• **ASSIGNMENT**:
Report every line in the listing below where the string "register" shows up.

• **DATA SUPPLIED**:
== == ==
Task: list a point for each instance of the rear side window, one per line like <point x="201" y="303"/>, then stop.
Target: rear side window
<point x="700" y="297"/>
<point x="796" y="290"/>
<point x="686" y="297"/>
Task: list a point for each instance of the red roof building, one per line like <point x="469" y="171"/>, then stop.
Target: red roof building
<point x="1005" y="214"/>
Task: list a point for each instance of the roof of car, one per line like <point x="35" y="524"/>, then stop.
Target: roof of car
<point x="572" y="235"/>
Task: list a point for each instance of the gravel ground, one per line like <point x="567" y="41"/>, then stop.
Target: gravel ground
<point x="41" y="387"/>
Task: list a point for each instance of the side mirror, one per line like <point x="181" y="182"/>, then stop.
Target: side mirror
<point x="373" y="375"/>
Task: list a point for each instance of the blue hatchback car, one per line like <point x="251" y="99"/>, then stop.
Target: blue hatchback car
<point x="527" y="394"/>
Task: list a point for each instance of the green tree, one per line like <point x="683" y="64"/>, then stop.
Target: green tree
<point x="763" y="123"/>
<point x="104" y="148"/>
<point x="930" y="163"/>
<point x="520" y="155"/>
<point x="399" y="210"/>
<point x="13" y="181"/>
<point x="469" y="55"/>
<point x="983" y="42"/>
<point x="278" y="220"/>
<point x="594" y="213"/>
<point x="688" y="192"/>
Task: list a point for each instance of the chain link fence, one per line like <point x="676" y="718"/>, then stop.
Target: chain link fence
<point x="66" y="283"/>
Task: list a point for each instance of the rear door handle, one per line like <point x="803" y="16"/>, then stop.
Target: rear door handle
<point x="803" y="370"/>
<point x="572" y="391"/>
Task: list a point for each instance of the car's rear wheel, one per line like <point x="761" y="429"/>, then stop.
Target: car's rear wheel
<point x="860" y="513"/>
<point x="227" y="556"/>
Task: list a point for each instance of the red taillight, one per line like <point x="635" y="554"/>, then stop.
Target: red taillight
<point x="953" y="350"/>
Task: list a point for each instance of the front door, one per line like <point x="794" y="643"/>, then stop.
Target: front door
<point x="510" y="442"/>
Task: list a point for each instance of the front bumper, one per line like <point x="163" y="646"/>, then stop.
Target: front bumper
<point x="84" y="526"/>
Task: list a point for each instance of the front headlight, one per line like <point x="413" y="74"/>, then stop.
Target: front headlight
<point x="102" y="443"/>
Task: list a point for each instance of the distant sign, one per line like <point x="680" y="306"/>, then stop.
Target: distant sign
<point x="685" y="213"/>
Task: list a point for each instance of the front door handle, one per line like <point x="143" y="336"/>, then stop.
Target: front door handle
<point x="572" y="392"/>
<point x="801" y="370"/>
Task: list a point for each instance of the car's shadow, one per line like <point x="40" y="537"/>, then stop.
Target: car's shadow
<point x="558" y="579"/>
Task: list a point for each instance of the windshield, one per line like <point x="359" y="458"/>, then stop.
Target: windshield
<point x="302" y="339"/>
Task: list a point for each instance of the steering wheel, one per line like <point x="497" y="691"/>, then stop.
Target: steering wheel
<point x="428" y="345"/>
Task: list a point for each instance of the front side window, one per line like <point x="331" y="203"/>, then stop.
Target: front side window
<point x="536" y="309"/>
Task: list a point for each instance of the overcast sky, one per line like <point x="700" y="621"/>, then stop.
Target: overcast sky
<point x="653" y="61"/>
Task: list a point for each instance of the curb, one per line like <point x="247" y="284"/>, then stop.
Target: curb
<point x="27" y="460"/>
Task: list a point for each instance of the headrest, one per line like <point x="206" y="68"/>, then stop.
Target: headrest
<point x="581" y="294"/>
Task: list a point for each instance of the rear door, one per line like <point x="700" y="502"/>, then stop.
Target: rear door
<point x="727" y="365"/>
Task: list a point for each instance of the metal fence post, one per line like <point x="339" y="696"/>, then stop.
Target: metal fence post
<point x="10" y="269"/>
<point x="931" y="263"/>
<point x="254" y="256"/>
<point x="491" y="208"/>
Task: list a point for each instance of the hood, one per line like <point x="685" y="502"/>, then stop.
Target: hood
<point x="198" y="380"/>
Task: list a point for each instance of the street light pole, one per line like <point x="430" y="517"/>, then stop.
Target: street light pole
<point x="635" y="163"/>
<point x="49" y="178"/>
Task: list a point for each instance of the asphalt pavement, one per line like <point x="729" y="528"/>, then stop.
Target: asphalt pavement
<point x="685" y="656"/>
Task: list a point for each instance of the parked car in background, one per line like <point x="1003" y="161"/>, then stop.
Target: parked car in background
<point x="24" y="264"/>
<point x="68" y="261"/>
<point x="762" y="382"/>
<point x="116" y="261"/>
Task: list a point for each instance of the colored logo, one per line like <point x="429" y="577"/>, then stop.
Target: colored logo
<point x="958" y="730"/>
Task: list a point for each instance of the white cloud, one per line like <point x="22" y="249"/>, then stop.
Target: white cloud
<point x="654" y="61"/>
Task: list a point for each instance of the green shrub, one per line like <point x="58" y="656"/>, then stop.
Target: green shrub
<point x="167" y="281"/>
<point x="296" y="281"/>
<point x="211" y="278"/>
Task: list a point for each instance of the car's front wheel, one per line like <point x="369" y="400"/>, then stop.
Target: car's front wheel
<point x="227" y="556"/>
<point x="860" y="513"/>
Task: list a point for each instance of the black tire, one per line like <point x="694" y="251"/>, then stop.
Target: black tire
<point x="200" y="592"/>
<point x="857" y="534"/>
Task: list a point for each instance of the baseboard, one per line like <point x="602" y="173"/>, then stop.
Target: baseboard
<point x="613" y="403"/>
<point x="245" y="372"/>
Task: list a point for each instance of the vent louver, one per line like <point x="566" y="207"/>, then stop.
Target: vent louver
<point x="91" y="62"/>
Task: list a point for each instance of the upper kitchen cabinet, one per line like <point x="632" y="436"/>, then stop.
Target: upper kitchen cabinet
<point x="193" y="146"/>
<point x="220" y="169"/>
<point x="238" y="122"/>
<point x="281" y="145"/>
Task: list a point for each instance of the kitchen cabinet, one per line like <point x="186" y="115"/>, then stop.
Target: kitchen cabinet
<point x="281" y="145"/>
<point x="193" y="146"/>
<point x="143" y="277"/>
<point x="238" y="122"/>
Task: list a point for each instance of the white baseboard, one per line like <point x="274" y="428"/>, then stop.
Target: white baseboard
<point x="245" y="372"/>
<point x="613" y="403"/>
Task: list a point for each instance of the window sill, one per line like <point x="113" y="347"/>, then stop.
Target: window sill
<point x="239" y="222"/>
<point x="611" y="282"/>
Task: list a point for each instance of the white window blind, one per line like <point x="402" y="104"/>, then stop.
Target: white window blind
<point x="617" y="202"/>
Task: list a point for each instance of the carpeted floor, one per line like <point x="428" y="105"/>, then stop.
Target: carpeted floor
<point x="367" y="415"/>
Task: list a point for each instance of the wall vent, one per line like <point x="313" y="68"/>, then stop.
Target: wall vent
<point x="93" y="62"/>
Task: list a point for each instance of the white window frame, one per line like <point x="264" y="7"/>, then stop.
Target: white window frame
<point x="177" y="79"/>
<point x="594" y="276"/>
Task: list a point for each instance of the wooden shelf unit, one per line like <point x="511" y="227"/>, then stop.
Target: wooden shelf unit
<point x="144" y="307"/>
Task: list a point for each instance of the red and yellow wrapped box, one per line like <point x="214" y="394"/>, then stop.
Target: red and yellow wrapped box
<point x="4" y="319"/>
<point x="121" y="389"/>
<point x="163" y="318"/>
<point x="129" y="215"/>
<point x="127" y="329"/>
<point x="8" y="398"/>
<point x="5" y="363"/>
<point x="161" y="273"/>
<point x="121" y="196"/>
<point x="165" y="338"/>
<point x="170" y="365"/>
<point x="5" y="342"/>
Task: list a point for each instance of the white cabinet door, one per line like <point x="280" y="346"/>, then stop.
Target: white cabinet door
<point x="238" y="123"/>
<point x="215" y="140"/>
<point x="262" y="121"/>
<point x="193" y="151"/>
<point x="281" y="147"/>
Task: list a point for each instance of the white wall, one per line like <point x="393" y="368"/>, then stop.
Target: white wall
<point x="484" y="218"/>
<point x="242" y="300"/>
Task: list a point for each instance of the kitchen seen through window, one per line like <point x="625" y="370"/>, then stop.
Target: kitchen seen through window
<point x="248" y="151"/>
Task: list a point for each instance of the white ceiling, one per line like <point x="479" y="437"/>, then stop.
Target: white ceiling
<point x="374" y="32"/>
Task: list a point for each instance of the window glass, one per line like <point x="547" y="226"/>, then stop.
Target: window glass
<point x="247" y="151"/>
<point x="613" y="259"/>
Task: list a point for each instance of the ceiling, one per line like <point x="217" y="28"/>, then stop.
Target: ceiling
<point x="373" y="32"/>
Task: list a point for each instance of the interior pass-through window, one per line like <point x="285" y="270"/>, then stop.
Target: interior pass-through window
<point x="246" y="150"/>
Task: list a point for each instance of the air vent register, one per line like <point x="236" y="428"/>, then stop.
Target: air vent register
== == ==
• **RESULT FOR THIS TASK**:
Task: list a point for each instance of the air vent register, one per line like <point x="236" y="428"/>, then stop.
Target: air vent register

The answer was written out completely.